*WRITTEN INSTRUCTION*
Reproduce every item below verbatim, keeping each line as it stands.

────────

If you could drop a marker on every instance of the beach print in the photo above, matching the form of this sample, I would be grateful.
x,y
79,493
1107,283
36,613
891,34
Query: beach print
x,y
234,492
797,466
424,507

────────

*RESPONSE*
If you could drop a marker on every instance of the beach print in the photo above, matching the form of this sample, I would be grateful.
x,y
79,493
1107,283
36,613
891,34
Query: beach print
x,y
234,492
797,466
424,507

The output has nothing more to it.